━━━━━ Source ━━━━━

GNU bug report logs - #78021
30.1; Unclear sentence in (emacs)Matching

Previous Next

Package: emacs;

Reported by: Drew Adams <drew.adams <at> oracle.com>

Date: Wed, 23 Apr 2025 22:44:03 UTC

Severity: normal

Found in version 30.1

Done: Stephen Berman <stephen.berman <at> gmx.net>

Bug is archived. No further changes may be made.

Full log


Message #5 received at submit <at> debbugs.gnu.org (full text, mbox):

From: Drew Adams <drew.adams <at> oracle.com>
To: "bug-gnu-emacs <at> gnu.org" <bug-gnu-emacs <at> gnu.org>
Subject: 30.1; Unclear sentence in (emacs)Matching
Date: Wed, 23 Apr 2025 22:42:49 +0000
In (emacs)Matching (not a great name for the node abbreviation, BTW),
this sentence is unclear:

  "Conversely, when you insert a closing delimiter over an existing one,
   No insertion takes places, and that position is simply skipped over."

What does it mean to insert a closing delimiter "over an existing one"?
No idea what this is trying to say, or why it's deemed the "converse" of
what happens when you insert an opening delimiter.

Presumably it should include something about what happens to the
"existing" closing delimiter, and something about point, if it hopes to
convey the converse behavior.

━━━━━

● **Tasks and exercises**
1. Decide whether each statement agrees with the bug report above, answering yes or no and quoting the words that settle it: (a) the bug was found in Emacs version 30.1; (b) further changes can still be made to the bug; (c) the reporter thinks the node abbreviation is a good name.
2. Name every header field that appears at the top of Message #5 in the bug report.

━━━━━ Provided records ━━━━━

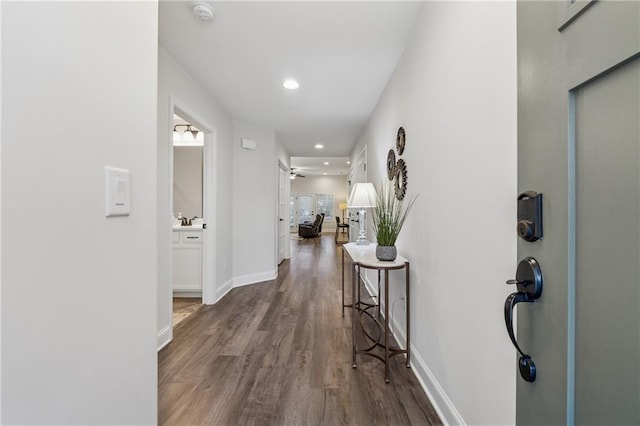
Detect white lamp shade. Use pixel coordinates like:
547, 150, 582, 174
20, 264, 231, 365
347, 182, 376, 209
182, 130, 195, 143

━━━━━

● **Answers for the tasks**
1.
(a) Yes: "Found in version 30.1"
(b) No: "Bug is archived. No further changes may be made."
(c) No: "not a great name for the node abbreviation"

2. From, To, Subject, Date